### SUPPLIED PASSAGE
There is an implicit distinction between deploying and releasing. For more information on this distinction, see this article.

 

Testing in Production

 

Testing in Production is the general practice of utilizing production traffic to test a new deployment before fully releasing it. This is an umbrella term for activities such as traffic shadowing, mirroring, or canarying. Traffic shadowing and mirroring are interesting topics, but they are outside the scope of this article. The remaining sections will explain how to canary your new deployments with App Service before releasing them to production.

 

Configuration

 

In the Azure Portal, go to the Deployment Slots menu. In the table of your slots, you will see a column for Traffic %. By default, all your traffic is routed to the production slot. Try setting the traffic percentage to 10% on the staging slot. Then click Save. With that simple change, a tenth of your production traffic will now go to the new build! This practice is known as a “canary deployment” or “canarying a build”.

 

The term “canary deployment” originates from the “canary in a coal mine” idiom.

 

Tagging telemetry

 

Now that some of your production traffic is routed to the new build, it is prudent to monitor the success of your deployment to catch errors, slow code paths, or other unforeseen issues. If you are using an application monitoring tool like Application Insights, Splunk, or Dynatrace, you will want to tag the metrics and logs coming from your staging slot so you can appropriately split the data in your reports and dashboards.

### REQUIRED TASKS
- a) Reproduce the passage on testing in production word for word. Begin at the words "Tagging telemetry" and stop after "reports and dashboards.".
- b) Pick up the passage on canary deployments in App Service after its last sentence and keep writing it.

### SUPPLIED INFORMATION
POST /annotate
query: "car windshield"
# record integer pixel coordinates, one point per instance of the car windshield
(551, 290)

### RESULTS BY TASK
- a)
Tagging telemetry

 

Now that some of your production traffic is routed to the new build, it is prudent to monitor the success of your deployment to catch errors, slow code paths, or other unforeseen issues. If you are using an application monitoring tool like Application Insights, Splunk, or Dynatrace, you will want to tag the metrics and logs coming from your staging slot so you can appropriately split the data in your reports and dashboards.

- b)
 

For your client-side code, the slot will expose a cookie, x-ms-routing-name,  with the slot’s name. You can retrieve this cookie and tag any outgoing metrics or logs. In your monitoring service’s dashboard, you can filter or split the data on this tag.

 

For server-side code, the slot will expose an environment variable, SITE_HOSTNAME, which contains the hostname and slot name. Much like the client-side cookie, you can grab the value of the environment variable and tag your logs or metrics.

 

You can manually route clients to a slot using the x-ms-routing-name query parameter.

 

Summary

 

Congratulations! Now you know how to release your latest deployments. You can also route a percentage of your production traffic to canary test the new build before fully releasing it. The next articles will cover certificates, domains, network security, and advanced configuration… so stay tuned for more!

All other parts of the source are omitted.